*INSTRUCTION 1*:
Answer these questions using the correspondence matrix text below.
(a) What does the abbreviation PP stand for?
(b) How many descriptors does the correspondence matrix text mention?
(c) What does a higher cut-off point increase in the selection of journals?
___ SUPPLIED TEXT ___
Correspondence matrix description (Figure 1):

  • 3.680 journals and conference proceedings do not have any publication related with any of the 64 descriptors.

  • 7.801 journals and conference proceedings have a PP lower than 5%.

Figure 1.

Percentage of participation (PP) of the term in journals and conferences. Source: [9].

  1. Step 4. Cut-off point for the inclusion of publications in the analysis. You must determine the cut-off point over the PP from which the publications for the categorization of the thematic will be included. Other studies have classified publications among “pure”, “hybrid” and “unrelated” publications in a given subject [1] and on the determination of the core set of publications [21]. However, we believe that this value should be established through the combination between the maximum allowed error of the subject relation of the publication and the average PP of the total set of publications. The higher the cut-off point, the greater the precision in the selection of journals will be. Although, this precision means a reduced volume, and if not, a low cut-off point increases the error in the selection and its volume. Once the cut-off point is established, all publications that exceed this threshold are considered as the basic set of analysis of the emerging subject category.
___ RECORDS SUPPLIED ___
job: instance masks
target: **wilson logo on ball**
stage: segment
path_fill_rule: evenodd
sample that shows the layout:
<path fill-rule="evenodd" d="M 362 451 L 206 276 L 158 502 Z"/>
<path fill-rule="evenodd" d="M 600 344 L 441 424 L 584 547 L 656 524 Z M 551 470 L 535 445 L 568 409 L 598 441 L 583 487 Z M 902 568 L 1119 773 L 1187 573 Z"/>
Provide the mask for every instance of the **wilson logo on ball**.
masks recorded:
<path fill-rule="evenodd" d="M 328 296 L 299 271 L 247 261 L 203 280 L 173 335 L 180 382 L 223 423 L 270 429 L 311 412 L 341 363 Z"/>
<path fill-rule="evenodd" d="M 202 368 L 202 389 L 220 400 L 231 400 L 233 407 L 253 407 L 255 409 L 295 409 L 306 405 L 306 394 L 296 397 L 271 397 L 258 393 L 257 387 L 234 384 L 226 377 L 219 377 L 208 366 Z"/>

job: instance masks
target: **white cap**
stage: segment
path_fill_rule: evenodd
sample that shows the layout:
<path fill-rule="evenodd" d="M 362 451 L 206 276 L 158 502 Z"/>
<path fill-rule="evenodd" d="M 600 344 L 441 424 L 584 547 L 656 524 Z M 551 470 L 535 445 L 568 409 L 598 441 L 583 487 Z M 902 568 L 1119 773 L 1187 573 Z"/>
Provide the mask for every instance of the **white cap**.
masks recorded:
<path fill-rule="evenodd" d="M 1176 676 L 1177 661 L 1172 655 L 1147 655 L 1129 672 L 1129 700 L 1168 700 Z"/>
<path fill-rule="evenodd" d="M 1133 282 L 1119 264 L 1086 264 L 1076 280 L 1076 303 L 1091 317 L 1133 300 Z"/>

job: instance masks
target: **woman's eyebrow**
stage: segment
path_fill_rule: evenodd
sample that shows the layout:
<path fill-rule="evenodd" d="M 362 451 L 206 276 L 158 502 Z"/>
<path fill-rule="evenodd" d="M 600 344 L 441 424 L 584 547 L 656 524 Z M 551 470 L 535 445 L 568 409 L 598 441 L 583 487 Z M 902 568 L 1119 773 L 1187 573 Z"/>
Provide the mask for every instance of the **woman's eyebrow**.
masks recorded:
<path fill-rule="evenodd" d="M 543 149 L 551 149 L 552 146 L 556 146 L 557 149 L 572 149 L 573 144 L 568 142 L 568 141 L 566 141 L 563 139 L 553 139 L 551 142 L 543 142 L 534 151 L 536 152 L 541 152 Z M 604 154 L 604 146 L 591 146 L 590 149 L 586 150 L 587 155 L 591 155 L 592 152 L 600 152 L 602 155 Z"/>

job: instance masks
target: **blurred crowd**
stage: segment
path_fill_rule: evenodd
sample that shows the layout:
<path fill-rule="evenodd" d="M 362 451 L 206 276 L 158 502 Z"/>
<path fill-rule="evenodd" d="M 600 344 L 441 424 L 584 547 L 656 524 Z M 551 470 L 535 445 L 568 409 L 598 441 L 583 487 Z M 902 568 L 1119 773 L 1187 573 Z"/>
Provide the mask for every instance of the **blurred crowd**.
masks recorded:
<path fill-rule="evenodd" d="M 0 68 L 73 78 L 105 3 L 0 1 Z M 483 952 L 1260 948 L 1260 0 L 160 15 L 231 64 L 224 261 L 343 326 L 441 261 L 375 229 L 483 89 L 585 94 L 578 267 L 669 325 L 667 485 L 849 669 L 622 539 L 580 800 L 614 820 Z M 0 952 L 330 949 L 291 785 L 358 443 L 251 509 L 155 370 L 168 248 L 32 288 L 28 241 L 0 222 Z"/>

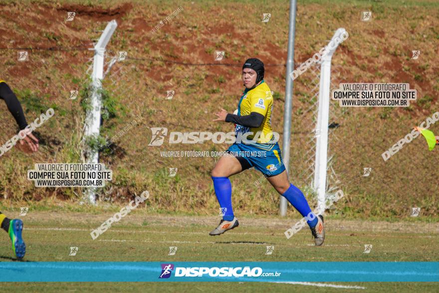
___
*INSTRUCTION 2*:
State how many lines in the entries above contain the word "wilson". Reply with the number alone.

*EXERCISE ANSWER 1*:
(a) Percentage of participation
(b) 64
(c) The precision

*EXERCISE ANSWER 2*:
2